=== Exercise passage ===

The American Psychological Association's official manual of mental health conditions (DSM) defines social anxiety as "A persistent fear of one or more social or performance situations in which the person is exposed to unfamiliar people or to possible scrutiny by others...The avoidance, anxious anticipation, or distress in the feared social or performance situation(s) interferes significantly with the person's normal routine." Social anxiety disorder (SAD) is classified within a group of anxiety-related conditions which also includes post-traumatic stress disorder and obsessive compulsive disorder. A person with social anxiety may also experience one of these conditions, substance abuse, and/or depression.

Social anxiety disorder is the third most common psychiatric disorder, behind depression and alcoholism. Experts estimate that approximately thirteen percent of people experience social anxiety at some point in their lives. In any 12-month period, approximately seven percent of men and nine percent of women experience social anxiety that interferes with their daily functioning. While women experience this phobia more often than men, males are more likely to experience more extreme forms of social anxiety. Social anxiety may begin with shyness and timidity in childhood and progress into social anxiety later. Social anxiety may also begin with social exposure at puberty. While shyness is a personality trait, social anxiety is a disease with roots deeper than environmental circumstance.

=== Data excerpts ===

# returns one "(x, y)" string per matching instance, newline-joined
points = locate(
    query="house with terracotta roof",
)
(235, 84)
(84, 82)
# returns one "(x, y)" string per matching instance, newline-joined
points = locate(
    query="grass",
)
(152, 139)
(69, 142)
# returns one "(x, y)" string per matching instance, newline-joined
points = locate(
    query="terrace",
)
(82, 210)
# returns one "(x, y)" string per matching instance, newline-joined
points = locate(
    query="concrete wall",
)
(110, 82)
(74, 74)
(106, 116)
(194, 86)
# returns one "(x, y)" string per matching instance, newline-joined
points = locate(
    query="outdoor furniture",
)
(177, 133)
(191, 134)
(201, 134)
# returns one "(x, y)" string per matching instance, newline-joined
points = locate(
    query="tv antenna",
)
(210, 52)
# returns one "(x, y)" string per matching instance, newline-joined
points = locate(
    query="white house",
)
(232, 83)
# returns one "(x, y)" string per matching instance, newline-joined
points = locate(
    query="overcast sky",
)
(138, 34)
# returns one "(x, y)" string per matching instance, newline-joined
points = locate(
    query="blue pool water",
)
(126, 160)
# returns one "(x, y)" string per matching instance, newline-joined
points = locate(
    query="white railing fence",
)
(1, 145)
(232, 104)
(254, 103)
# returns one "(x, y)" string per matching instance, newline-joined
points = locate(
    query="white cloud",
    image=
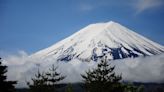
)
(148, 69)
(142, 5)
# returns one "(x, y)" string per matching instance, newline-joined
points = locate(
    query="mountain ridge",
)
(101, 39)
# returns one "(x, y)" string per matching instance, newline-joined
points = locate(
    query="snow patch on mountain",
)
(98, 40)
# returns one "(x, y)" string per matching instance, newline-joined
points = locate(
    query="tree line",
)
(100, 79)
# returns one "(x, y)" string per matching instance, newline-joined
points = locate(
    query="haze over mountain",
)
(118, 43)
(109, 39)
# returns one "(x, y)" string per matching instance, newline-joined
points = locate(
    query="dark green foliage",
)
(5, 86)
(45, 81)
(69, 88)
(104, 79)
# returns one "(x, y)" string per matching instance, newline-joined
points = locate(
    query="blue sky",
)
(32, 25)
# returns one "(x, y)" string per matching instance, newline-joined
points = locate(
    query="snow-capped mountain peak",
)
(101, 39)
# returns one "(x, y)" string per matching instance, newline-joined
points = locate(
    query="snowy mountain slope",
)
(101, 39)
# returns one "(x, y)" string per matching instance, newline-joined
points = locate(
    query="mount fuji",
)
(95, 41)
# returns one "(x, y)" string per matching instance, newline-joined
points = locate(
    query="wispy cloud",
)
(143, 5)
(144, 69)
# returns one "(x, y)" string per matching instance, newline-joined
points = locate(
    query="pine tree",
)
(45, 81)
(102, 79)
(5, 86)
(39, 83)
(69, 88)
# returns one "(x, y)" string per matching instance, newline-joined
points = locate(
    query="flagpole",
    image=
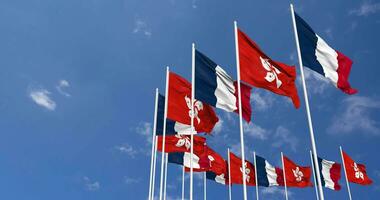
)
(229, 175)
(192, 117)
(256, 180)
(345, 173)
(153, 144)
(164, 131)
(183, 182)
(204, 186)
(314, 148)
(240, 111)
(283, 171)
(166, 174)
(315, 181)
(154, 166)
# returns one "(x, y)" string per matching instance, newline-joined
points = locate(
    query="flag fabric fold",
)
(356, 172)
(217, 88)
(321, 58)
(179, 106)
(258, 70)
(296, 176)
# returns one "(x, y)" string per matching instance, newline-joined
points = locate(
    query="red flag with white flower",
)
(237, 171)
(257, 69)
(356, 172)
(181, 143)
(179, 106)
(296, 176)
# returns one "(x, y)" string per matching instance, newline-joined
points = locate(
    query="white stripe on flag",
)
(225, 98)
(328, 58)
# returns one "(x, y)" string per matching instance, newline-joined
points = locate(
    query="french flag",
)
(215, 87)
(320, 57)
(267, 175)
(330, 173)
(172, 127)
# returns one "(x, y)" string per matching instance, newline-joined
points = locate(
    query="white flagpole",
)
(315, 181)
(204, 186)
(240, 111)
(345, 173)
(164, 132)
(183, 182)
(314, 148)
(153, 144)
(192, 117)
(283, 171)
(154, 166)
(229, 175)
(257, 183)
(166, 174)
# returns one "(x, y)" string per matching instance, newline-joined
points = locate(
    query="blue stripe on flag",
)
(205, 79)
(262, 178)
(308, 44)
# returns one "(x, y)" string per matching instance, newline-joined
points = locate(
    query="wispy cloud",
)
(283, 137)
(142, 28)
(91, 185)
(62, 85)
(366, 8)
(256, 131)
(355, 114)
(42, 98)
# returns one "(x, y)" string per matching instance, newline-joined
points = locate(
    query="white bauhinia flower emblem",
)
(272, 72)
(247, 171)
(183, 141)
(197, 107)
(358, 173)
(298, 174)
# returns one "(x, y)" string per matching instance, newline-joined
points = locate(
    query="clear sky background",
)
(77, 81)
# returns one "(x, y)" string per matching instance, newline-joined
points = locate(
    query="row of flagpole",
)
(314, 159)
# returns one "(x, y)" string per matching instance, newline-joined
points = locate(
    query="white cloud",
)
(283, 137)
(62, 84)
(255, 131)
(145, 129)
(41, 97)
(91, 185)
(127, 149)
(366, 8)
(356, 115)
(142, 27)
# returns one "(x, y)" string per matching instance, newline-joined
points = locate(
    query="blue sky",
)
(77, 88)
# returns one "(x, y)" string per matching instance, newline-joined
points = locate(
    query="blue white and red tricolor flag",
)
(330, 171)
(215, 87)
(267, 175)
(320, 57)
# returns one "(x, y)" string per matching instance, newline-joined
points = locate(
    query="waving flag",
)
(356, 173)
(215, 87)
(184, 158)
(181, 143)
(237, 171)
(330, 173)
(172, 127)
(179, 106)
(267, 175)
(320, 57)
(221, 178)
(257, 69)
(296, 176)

===
=== Data excerpts ===

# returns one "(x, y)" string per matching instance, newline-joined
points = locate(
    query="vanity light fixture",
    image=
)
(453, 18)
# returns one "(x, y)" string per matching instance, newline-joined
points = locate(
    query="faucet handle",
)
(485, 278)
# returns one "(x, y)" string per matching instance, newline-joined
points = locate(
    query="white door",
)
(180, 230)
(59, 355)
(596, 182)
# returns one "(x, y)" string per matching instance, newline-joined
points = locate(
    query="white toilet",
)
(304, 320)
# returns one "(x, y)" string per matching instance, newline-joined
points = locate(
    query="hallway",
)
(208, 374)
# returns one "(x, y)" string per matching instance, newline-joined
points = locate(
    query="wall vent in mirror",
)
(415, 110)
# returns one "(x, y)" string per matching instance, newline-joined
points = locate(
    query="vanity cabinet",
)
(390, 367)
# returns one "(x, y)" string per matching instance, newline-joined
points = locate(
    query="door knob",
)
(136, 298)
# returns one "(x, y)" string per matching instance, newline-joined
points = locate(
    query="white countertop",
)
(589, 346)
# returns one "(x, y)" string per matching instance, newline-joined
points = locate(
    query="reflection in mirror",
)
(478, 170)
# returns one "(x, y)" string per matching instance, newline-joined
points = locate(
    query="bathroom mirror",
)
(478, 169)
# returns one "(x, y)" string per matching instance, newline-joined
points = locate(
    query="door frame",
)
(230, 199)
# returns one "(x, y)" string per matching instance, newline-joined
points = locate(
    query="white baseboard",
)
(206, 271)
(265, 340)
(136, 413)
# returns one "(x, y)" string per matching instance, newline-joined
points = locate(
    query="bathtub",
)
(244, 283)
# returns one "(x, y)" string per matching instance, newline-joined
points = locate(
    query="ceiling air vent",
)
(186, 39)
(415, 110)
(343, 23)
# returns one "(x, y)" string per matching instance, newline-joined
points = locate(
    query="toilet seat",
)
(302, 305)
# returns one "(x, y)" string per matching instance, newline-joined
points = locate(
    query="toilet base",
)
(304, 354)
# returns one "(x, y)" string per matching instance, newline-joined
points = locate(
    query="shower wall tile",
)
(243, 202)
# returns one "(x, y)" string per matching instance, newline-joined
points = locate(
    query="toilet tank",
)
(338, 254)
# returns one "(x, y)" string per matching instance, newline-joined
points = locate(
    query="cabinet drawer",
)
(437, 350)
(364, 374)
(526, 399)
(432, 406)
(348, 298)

===

▶ _Task requirements_:
1. Answer these questions using the social anxiety passage:
(a) Which two conditions are named as belonging to the same group of anxiety-related conditions as social anxiety disorder?
(b) About what percentage of people experience social anxiety at some point in their lives?
(c) In any 12-month period, about what percentage of women experience social anxiety that interferes with their daily functioning?
2. Pick up the social anxiety passage after its final sentence and keep writing it.

▶ _Expected results_:
1.
(a) Post-traumatic stress disorder and obsessive compulsive disorder.
(b) Approximately thirteen percent.
(c) Approximately nine percent.

2.
Research has yet to provide a complete picture into the causes of social anxiety disorder. Many medical professionals believe that social anxiety is caused by a combination of genetics, early development, and later life experiences. Animal studies have indicated genetic causes of social anxiety. Other studies have discovered that chemical imbalances in the area of the brain called the amygdala, believed to produce fear responses, plays an integral role in social anxiety disorder. Observational learning and social modeling are other factors that have been linked to social anxiety.

Treatment of social anxiety often consists of behavioral and drug therapies. Cognitive-behavior therapy, which includes exposure therapy, can effectively help a person alter his reaction to anxiety in response to social stimuli. Anti-depressants like SSRIs and MAOIs, benzodiazepines, and beta-blockers are all medications that may help treat a patient with social anxiety. There is a risk of side effects with each of these medications, one of which is worsening of social anxiety, which should be discussed in greater detail with a physician.